■ Problem statement
Reproduce verbatim the part of the records that opens with the line containing "For every instance of the calm" and runs through the end of the records, including both ends.
>>>
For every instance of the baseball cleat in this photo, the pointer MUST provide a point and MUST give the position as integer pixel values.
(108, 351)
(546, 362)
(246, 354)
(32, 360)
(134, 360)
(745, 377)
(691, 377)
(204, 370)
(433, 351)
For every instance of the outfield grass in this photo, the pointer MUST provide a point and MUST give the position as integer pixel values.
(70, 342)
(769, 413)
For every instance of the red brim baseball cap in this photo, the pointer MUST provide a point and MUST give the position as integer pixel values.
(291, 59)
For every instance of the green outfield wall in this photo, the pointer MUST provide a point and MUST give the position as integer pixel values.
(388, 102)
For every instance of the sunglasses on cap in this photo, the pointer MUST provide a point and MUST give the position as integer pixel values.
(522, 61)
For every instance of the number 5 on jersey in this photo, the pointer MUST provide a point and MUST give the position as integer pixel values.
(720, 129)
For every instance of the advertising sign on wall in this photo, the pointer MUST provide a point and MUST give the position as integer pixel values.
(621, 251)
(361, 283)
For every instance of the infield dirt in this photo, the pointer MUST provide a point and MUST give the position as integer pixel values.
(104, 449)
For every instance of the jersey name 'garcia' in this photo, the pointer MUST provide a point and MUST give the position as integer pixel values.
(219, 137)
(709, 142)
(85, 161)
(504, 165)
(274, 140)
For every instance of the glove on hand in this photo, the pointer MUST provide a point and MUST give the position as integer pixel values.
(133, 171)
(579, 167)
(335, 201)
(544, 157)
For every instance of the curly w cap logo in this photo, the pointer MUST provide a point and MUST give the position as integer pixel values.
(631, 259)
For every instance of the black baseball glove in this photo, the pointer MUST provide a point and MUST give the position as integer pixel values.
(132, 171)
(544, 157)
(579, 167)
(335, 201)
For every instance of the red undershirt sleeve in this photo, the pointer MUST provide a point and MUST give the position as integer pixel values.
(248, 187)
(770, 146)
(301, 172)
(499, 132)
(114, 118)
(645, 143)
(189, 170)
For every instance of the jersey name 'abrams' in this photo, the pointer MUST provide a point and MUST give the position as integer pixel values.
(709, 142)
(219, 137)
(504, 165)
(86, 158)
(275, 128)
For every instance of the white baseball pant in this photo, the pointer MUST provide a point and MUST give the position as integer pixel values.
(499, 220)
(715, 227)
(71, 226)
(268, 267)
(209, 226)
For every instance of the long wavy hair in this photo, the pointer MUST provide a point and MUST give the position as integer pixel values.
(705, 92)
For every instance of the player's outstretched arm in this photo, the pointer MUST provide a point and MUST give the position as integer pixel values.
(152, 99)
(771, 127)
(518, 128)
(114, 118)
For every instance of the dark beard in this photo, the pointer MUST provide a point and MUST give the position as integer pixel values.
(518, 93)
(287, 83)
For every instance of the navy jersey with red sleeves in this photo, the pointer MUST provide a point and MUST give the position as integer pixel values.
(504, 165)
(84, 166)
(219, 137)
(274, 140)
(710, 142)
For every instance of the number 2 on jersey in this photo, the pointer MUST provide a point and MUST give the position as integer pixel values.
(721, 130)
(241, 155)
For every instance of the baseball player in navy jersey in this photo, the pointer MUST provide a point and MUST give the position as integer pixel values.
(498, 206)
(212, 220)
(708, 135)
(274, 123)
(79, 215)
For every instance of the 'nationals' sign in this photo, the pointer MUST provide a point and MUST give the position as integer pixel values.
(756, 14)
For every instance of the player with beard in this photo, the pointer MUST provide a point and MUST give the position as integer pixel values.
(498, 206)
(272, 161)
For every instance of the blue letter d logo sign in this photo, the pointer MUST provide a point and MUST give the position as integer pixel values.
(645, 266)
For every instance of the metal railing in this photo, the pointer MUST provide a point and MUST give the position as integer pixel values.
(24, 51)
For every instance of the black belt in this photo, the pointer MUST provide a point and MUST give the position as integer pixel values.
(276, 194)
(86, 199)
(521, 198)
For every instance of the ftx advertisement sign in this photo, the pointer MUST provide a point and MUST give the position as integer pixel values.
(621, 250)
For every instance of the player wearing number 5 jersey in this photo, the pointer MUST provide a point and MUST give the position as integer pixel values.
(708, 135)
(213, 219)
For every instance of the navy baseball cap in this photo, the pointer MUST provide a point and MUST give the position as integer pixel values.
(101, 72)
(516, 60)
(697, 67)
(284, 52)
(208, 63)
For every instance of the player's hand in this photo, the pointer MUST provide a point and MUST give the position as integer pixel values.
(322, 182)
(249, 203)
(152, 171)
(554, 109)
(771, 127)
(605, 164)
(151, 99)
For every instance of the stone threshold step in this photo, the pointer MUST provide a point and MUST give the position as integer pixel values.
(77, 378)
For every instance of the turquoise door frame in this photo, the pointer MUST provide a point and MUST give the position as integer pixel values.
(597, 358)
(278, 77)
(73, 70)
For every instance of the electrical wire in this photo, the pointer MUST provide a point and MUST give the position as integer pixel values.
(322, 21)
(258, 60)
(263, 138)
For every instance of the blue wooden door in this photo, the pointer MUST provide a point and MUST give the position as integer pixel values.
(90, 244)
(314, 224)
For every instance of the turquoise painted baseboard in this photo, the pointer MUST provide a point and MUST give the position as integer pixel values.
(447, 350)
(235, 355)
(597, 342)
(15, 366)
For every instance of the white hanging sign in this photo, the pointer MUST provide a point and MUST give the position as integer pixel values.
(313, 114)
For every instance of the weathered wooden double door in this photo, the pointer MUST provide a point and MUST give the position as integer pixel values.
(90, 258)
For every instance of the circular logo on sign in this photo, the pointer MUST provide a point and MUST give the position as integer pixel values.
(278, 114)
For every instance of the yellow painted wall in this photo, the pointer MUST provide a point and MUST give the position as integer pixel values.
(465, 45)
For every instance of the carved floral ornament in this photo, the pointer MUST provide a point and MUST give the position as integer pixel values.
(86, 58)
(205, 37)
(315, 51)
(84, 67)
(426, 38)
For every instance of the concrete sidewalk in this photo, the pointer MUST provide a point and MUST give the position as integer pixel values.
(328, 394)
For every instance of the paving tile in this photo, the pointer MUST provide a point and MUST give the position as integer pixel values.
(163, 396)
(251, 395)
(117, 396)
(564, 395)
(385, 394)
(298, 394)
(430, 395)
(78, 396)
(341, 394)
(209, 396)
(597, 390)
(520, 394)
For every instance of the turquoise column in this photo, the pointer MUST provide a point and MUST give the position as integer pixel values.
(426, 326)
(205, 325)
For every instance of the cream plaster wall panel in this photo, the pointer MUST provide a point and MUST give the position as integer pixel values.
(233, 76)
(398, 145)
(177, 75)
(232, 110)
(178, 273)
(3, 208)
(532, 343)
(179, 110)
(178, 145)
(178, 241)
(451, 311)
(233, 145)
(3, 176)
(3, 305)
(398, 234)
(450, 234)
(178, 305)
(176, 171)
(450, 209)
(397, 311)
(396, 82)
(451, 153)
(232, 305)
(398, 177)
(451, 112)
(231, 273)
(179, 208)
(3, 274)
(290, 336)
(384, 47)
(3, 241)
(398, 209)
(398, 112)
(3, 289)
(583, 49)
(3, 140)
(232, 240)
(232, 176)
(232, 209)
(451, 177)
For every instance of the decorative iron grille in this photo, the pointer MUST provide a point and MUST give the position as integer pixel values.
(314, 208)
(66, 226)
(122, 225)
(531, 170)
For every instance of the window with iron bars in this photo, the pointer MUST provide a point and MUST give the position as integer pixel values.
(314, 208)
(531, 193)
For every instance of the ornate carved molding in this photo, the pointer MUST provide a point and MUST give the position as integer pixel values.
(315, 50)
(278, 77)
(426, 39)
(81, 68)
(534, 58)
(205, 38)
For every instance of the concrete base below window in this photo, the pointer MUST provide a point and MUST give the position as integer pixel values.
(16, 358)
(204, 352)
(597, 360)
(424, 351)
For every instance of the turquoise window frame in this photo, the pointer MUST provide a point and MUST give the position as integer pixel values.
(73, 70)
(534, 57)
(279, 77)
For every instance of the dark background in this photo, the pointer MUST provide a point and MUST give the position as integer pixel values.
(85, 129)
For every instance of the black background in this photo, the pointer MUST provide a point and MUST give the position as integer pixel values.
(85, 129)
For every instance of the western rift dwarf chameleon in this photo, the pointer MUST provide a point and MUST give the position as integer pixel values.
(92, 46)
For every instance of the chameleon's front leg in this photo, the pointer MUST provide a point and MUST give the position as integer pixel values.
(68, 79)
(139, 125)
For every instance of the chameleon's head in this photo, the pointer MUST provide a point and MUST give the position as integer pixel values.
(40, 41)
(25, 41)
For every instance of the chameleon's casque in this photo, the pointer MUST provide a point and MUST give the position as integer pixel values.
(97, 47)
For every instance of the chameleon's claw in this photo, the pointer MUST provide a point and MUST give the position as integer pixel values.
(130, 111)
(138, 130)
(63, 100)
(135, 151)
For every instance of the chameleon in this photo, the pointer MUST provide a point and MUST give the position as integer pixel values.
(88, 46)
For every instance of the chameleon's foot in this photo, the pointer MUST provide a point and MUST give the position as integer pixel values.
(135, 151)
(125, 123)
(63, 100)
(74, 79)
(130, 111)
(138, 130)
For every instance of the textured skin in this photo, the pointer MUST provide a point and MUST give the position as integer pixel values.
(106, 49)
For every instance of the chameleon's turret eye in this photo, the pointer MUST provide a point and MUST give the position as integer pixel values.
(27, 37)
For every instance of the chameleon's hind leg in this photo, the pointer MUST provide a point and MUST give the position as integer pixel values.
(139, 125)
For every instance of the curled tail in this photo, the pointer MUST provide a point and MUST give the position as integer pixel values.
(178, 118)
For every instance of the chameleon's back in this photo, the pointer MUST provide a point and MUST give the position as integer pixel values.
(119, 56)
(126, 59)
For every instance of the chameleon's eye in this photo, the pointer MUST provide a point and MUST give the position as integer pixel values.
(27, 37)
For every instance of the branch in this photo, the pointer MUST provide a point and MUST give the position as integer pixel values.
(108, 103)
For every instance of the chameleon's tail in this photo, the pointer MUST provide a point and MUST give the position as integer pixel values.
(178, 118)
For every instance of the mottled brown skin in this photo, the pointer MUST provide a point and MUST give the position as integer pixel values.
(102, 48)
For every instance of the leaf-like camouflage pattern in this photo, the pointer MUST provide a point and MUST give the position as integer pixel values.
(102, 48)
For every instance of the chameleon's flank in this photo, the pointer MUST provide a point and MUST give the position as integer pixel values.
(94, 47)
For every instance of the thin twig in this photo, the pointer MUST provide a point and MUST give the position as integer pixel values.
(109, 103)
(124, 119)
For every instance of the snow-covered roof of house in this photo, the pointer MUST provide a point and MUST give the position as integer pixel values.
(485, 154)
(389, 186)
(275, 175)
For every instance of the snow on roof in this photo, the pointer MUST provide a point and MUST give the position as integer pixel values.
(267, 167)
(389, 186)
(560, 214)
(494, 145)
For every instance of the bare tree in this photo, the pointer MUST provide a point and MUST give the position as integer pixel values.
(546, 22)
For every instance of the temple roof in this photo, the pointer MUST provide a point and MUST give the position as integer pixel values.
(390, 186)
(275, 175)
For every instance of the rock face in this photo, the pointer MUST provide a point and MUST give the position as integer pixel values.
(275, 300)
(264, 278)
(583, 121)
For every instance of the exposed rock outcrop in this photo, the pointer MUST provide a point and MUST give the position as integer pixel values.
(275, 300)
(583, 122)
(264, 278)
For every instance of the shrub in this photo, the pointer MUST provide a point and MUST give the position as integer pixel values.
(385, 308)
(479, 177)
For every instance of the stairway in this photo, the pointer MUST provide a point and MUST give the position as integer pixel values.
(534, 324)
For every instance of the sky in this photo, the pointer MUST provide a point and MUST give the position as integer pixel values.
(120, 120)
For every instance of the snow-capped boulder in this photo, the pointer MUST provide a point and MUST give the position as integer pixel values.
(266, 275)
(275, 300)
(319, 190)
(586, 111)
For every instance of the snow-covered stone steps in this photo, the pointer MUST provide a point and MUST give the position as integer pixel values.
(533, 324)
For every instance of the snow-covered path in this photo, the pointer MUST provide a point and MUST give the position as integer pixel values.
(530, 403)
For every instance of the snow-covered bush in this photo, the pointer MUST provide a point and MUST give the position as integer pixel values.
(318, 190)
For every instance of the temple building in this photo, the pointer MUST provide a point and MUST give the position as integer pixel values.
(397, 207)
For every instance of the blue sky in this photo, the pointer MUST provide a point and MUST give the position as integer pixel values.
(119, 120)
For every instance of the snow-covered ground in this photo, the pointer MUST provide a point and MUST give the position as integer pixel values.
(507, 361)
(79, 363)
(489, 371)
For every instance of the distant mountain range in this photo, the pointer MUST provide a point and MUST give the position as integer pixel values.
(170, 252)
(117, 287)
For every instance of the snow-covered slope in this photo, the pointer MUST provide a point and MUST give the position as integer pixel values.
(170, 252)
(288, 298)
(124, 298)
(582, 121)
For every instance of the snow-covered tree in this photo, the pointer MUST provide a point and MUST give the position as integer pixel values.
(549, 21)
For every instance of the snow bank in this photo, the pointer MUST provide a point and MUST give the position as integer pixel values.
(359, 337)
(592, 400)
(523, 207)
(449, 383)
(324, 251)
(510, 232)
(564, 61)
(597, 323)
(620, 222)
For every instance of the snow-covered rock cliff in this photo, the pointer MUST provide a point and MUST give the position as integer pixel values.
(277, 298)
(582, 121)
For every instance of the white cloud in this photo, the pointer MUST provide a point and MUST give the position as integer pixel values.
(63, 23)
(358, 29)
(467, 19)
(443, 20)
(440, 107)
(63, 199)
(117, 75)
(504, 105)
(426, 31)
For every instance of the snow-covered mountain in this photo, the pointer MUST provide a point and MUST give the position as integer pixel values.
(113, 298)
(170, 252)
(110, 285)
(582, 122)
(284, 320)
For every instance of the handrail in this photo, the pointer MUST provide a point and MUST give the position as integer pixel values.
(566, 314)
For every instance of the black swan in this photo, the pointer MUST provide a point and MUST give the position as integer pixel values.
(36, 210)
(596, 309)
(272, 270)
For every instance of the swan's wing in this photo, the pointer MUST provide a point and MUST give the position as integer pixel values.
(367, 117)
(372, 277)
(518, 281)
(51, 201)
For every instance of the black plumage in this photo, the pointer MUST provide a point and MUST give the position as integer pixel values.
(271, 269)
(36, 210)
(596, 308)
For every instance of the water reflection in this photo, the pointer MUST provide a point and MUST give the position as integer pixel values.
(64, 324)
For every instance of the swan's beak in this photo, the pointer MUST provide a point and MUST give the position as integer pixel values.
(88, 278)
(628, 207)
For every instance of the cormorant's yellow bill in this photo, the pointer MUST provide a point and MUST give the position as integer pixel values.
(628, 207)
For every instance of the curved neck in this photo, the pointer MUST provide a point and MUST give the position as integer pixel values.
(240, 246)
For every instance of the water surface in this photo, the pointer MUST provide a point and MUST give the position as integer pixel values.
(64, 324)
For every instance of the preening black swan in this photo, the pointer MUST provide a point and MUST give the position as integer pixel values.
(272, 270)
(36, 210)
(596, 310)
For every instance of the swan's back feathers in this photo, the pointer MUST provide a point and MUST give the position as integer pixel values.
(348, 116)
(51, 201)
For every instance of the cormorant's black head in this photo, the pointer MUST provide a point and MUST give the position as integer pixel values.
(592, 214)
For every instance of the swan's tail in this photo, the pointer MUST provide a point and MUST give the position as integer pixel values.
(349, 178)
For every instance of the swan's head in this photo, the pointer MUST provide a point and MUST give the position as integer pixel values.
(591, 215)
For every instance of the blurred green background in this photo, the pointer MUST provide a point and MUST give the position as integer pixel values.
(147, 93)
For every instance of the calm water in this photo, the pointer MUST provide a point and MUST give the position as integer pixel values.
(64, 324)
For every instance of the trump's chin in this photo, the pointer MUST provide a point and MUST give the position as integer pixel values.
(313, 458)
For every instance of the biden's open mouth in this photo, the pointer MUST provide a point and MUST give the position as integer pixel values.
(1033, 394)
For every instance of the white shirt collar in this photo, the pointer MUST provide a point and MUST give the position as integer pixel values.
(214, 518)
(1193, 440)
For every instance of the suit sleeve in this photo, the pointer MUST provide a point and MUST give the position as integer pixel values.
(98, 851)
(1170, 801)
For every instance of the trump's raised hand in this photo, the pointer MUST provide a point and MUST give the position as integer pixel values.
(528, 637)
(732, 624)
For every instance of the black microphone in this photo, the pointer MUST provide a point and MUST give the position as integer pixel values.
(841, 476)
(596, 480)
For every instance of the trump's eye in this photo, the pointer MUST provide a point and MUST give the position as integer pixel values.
<<<
■ The response
For every instance of the calm water in this photo, the pointer MUST provide a point and MUST give the position as integer pixel values.
(64, 324)
For every instance of the trump's chin in this photo, the pointer MUST provide a point and MUST give the position as integer pixel values.
(313, 458)
For every instance of the biden's open mouth in this photo, the pointer MUST provide a point and MUST give the position as integer pixel values.
(1033, 394)
For every instance of the white shirt collar in this photo, the pointer MUST provide a point and MUST give the position as integer pixel values.
(214, 518)
(1193, 440)
For every instance of the suit sleeve in this photo, the pointer MUST provide a point and MUST give the position as integer pixel values.
(98, 851)
(1170, 801)
For every instance of the trump's raised hand in this photo, the pointer MUST provide a point and MUST give the position as integer pixel values.
(528, 637)
(732, 624)
For every instance of the black microphone in this photo, the pointer MUST provide a point and MUST give the position as integer pixel values.
(841, 476)
(596, 480)
For every instance of the trump's eye in this photo, the pointer MUST provide a point and MUST give the position as integer pixel values.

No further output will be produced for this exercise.